## [Source extract]

================================

Camila went on to describe how she felt both her gender and her outspokenness contributed to her being targeted as a problem by others.

in argentina i was the president of a cooperative of workers and then i went on to be the president of a federation of cooperatives. as you can see, it was a high responsibility job. i was a woman and i was young and i was a PE teacher. i dealt with discrimination all the time and i used also to tell it like it was. however, in argentina, this is more common. i was able to do a lot of work with a lot of people so i know i have "relatively" good social and job-related skills. we accomplished a lot of things in those years so this is evidence of what i say. i noticed, however, there and here in particular, that young women in leadership positions are usually given a lot of BS. i also noticed that when a woman is strong and tells it like it is, she is immediately catalogued of men-like behaviour. i had consciously stepped out of leadership positions here though i did a LOT of work for the students' assoc and for the school in general etc. this also created friction with some people who did not like me saying what i thought. same thing applies with my adviser.

Zoe's relational experiences in the course work phase of the doctorate had a mixed influence. On the one hand the task dimensions of the course work intensified her passion for social issues and she became much quicker to speak up and argue for the oppressed. She became less concerned about the material pleasures in life and more concerned about real change that makes the world a better place to live. These experiences influence both the nature of her friendships and her image of herself. While she has always seen herself as introspective, she now sees herself as even more reflective than she used to be with "little patience for false persons" and she prefers to associate with "those who are real and authentic."

However, the interaction of the task and relational dimensions of Zoe's experiences during her course work seemed to have a mixed effect. In the classroom environment Zoe found scant attention given to "stimulating critical thinking and discussion among the students." To her the faculty members seemed "typically more concerned with "shaping" the student to his/her particular mindset and belief system" and the students seemed to align themselves accordingly.

================================

From the passage about doctoral students' experiences, extract everything from "However, the interaction" down to "align themselves accordingly.", word for word.

Point localization data:

================================

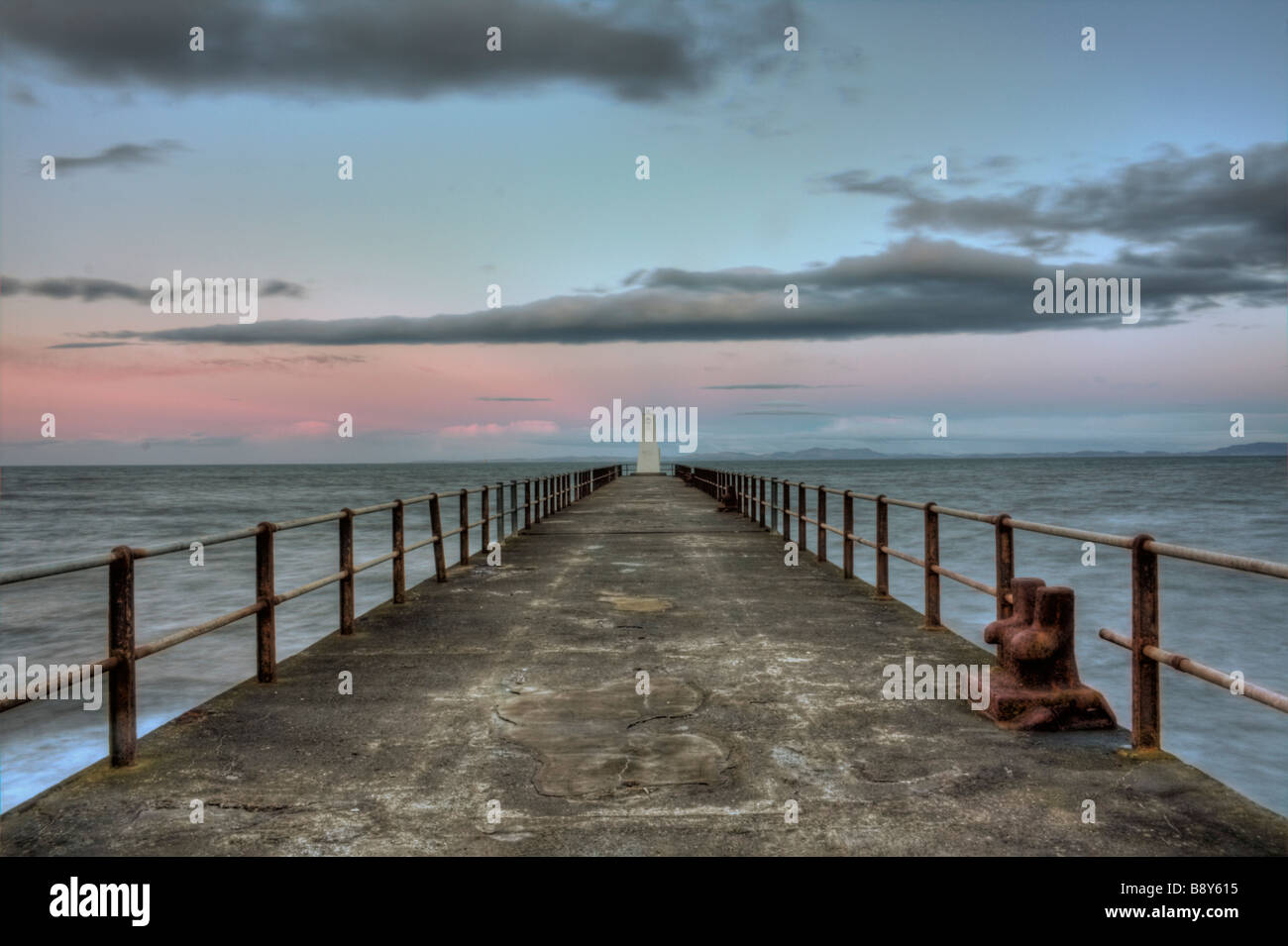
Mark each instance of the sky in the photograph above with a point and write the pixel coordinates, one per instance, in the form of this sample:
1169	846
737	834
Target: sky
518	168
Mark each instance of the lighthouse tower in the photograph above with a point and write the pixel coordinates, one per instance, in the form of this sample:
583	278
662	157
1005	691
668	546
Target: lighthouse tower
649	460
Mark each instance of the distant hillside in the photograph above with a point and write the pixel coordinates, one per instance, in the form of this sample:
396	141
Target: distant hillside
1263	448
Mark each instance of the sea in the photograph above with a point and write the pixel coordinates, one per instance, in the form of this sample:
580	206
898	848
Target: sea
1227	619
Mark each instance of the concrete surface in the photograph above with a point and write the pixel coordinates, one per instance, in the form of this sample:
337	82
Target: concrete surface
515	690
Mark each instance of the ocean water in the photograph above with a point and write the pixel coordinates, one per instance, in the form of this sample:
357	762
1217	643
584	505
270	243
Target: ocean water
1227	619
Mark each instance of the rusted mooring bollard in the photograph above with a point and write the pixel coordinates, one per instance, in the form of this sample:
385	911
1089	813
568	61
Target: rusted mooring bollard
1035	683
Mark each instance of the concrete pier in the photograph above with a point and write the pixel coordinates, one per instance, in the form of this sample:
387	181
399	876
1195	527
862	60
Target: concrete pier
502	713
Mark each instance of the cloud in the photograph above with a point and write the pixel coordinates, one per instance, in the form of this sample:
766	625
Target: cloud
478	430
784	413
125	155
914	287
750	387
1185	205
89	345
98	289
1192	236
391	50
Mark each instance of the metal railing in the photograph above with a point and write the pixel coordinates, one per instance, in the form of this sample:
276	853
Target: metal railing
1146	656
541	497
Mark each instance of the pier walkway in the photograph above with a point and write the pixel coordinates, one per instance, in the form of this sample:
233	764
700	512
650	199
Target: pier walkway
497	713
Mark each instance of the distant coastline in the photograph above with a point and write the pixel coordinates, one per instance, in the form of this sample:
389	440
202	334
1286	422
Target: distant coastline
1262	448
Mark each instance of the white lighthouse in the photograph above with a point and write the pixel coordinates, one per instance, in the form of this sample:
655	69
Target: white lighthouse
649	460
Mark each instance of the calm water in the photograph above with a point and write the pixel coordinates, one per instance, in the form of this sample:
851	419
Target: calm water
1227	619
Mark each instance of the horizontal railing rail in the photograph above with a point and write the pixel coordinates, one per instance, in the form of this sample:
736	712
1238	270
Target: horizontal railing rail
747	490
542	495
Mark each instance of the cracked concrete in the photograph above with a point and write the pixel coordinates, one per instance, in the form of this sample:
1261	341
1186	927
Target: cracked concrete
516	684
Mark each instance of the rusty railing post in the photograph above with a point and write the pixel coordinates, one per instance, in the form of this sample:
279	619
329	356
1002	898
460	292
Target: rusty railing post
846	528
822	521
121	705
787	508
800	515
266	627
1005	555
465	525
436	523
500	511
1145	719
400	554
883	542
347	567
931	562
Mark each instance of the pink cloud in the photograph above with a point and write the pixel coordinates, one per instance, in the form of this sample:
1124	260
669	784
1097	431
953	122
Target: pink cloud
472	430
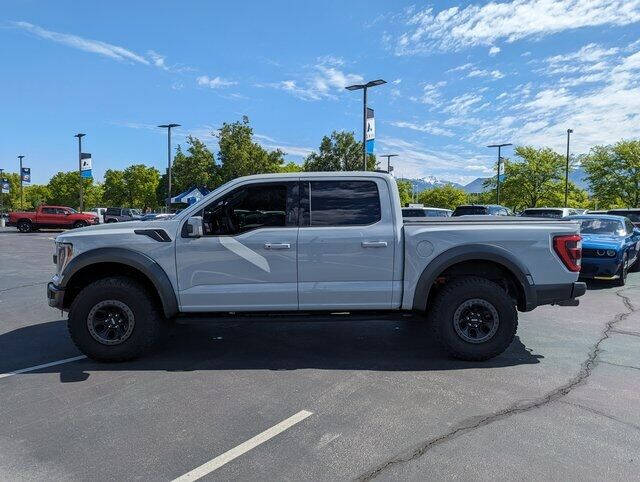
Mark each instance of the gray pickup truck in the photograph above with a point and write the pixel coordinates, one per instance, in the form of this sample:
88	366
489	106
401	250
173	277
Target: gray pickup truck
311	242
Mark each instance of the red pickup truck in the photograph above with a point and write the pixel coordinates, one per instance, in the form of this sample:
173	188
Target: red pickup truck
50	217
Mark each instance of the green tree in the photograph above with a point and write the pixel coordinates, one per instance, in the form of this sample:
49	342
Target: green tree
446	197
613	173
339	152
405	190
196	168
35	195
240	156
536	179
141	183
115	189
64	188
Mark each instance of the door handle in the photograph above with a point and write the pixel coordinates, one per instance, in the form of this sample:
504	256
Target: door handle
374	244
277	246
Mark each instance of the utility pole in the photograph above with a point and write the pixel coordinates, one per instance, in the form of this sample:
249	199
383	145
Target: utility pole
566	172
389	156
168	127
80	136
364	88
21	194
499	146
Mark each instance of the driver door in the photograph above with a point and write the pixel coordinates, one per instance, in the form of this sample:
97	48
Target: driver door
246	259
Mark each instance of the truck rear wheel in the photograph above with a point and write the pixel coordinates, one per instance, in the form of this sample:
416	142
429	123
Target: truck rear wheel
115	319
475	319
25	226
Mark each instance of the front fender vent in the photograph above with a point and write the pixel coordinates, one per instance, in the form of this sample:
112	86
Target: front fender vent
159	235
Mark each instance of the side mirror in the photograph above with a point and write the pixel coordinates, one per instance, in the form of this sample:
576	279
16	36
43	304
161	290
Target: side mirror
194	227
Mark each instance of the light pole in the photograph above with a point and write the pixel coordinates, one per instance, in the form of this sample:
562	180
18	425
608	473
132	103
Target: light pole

================================

## [Task result]
However, the interaction of the task and relational dimensions of Zoe's experiences during her course work seemed to have a mixed effect. In the classroom environment Zoe found scant attention given to "stimulating critical thinking and discussion among the students." To her the faculty members seemed "typically more concerned with "shaping" the student to his/her particular mindset and belief system" and the students seemed to align themselves accordingly.